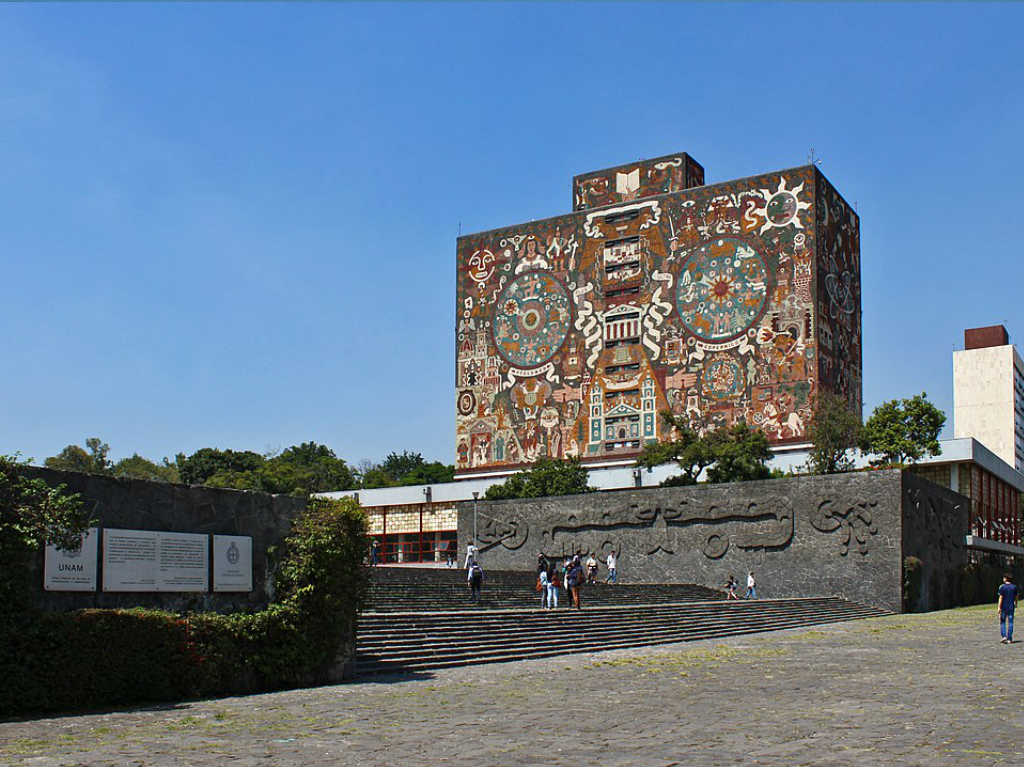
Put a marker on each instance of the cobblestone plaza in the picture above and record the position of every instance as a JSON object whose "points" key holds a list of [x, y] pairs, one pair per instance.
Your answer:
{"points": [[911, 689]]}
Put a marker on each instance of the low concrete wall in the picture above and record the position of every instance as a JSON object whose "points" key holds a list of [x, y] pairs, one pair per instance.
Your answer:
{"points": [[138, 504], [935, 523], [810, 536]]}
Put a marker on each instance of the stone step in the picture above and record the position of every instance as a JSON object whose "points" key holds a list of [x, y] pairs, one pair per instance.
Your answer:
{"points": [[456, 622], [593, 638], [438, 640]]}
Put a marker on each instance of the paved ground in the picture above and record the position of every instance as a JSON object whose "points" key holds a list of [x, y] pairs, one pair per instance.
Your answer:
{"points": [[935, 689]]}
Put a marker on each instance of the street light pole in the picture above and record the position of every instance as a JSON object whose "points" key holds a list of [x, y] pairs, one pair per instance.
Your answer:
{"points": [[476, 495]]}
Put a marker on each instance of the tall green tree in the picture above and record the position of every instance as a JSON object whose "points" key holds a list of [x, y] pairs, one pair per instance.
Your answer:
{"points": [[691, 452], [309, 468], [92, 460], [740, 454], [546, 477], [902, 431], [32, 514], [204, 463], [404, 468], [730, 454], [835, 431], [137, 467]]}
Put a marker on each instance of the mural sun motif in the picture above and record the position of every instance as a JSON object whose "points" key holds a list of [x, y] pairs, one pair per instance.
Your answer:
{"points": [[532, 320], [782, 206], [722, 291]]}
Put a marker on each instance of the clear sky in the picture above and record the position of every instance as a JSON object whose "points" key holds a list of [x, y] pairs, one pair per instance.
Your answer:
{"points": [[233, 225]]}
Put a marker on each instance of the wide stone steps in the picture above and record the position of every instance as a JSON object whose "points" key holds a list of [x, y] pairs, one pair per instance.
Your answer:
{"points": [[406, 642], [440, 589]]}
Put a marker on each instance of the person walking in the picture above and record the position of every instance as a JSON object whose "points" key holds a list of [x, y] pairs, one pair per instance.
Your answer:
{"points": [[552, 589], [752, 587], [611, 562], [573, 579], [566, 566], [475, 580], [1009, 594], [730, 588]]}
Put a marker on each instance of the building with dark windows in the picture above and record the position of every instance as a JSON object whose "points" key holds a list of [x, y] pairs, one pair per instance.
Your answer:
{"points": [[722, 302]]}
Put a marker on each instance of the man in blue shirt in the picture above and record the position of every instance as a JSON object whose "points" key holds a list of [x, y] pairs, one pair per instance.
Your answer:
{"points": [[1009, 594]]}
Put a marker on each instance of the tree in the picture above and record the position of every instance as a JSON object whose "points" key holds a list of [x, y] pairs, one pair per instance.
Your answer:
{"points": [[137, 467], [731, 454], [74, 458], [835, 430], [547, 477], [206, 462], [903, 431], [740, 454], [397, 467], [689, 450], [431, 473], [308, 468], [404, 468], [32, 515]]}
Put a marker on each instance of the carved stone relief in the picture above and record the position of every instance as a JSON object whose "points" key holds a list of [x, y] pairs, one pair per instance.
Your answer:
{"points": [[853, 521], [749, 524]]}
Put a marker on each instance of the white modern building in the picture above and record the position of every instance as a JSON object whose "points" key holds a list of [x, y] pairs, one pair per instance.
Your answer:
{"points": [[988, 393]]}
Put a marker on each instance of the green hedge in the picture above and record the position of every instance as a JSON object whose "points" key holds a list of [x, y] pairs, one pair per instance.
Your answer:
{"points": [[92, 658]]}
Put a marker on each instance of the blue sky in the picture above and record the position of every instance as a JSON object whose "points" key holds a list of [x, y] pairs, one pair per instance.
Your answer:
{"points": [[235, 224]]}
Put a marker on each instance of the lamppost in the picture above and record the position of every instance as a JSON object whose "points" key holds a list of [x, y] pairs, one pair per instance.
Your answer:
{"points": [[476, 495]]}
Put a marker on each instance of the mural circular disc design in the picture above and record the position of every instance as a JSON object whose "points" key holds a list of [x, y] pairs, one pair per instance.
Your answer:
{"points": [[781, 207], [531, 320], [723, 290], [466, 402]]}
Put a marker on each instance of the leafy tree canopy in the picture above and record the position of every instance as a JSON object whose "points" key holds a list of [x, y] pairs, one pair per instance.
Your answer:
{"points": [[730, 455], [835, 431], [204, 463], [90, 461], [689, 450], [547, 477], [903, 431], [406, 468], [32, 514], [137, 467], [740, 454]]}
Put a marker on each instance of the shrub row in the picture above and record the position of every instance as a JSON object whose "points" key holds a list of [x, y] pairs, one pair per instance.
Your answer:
━━━━━━━━━━━━━━━━
- [THE PROBLEM]: Given the records above, reproduce precisely and only the lines between the line holding "Put a marker on each instance of the low" and the line holding "Put a marker on each instance of the tall", inclusive.

- [YOUR SOLUTION]:
Put a marker on each instance of the low concrete wall in the picture above and record the position of every instance as a JSON object whose "points" key holds a list of [x, y] pairs, one pair per instance.
Your answer:
{"points": [[138, 504], [935, 523], [810, 536]]}
Put a marker on each instance of the stone step in the picture above and record the position of every instance as a JSON object whose "points" key holds a list of [x, y] pairs, one pair per instance.
Your answer:
{"points": [[456, 622], [593, 638], [438, 640]]}
Put a marker on each instance of the paved ground in the picture above and record the position of every instance as a JSON object whose "points" key holds a list of [x, y] pairs, one pair per instance.
Your answer:
{"points": [[935, 689]]}
Put a marker on each instance of the street light pole in the picture above and record the position of every instance as a JSON object whose "points" key holds a list of [x, y] pairs, one pair per instance.
Your answer:
{"points": [[476, 495]]}
Put a marker on each instance of the tall green tree in the picture above and record the position of every instance as a JSON object whose "points" key holds a list of [x, y] pairs, one pair per instance.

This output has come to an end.